Direction ▸ Rewrite the rows below, swapping every "Scan for" for "Look for" and leaving everything else untouched.

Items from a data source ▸
┄┄┄┄┄┄┄┄┄┄┄┄┄┄┄┄┄┄┄┄
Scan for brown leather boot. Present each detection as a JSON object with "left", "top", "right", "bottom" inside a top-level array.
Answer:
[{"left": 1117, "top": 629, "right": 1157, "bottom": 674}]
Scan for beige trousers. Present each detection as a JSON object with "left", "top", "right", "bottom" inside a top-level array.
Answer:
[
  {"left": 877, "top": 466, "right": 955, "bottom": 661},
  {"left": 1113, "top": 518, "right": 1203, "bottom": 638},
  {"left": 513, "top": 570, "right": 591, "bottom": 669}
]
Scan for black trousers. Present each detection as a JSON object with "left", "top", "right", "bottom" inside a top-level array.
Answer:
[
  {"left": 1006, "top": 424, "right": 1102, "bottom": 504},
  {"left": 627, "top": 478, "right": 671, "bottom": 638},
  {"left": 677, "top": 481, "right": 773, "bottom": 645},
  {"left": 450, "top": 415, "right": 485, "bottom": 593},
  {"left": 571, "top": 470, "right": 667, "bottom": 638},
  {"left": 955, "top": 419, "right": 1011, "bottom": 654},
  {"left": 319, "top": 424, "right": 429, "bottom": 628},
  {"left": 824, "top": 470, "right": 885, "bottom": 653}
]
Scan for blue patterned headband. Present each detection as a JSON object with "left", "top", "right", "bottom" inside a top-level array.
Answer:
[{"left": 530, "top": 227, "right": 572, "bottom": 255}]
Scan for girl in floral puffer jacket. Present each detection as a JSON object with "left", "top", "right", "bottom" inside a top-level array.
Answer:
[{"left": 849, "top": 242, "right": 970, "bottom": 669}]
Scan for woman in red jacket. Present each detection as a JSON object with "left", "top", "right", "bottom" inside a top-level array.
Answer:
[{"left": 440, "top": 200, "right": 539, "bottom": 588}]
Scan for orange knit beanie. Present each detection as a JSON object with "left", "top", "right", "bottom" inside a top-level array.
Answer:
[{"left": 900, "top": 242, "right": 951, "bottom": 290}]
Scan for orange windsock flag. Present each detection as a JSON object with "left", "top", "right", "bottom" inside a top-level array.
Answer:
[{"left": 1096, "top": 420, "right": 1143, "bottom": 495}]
┄┄┄┄┄┄┄┄┄┄┄┄┄┄┄┄┄┄┄┄
Result of this task ▸
Look for brown leather boot. Present each detection as a JSON object with "left", "top", "right", "bottom" inside a top-level array.
Answer:
[{"left": 1117, "top": 629, "right": 1157, "bottom": 674}]
Look for beige trousers. Present each detection as a JSON object with "left", "top", "right", "bottom" inside a top-level array.
Answer:
[
  {"left": 877, "top": 466, "right": 955, "bottom": 661},
  {"left": 1113, "top": 518, "right": 1203, "bottom": 638},
  {"left": 513, "top": 570, "right": 591, "bottom": 669}
]
Look for black trousers. Present each detection as a JSON object with "left", "top", "right", "bottom" inside a top-level array.
Answer:
[
  {"left": 1006, "top": 424, "right": 1102, "bottom": 504},
  {"left": 627, "top": 478, "right": 671, "bottom": 638},
  {"left": 677, "top": 481, "right": 773, "bottom": 645},
  {"left": 450, "top": 415, "right": 485, "bottom": 593},
  {"left": 571, "top": 470, "right": 667, "bottom": 638},
  {"left": 955, "top": 419, "right": 1011, "bottom": 654},
  {"left": 319, "top": 424, "right": 429, "bottom": 628},
  {"left": 824, "top": 470, "right": 885, "bottom": 653}
]
Look for blue patterned headband. Present each detection as a JSON object with "left", "top", "right", "bottom" inside a top-level array.
Answer:
[{"left": 530, "top": 227, "right": 572, "bottom": 255}]
Look for girl in floral puffer jacket. Present each detection as a JSON object with "left", "top", "right", "bottom" inside a top-level array.
Answer:
[{"left": 849, "top": 242, "right": 970, "bottom": 669}]
Look for woman in red jacket. Present each detection as a JSON object with "left", "top", "right", "bottom" inside a top-level array.
Answer:
[{"left": 440, "top": 200, "right": 539, "bottom": 588}]
Look for orange knit beanie. Present each detection as a JSON object with "left", "top", "right", "bottom" inside a top-level array.
Answer:
[{"left": 900, "top": 242, "right": 951, "bottom": 290}]
Look for orange windsock flag. Present each detection as a JSON object with "left", "top", "right", "bottom" inside a top-level array.
Answer:
[{"left": 1096, "top": 420, "right": 1143, "bottom": 495}]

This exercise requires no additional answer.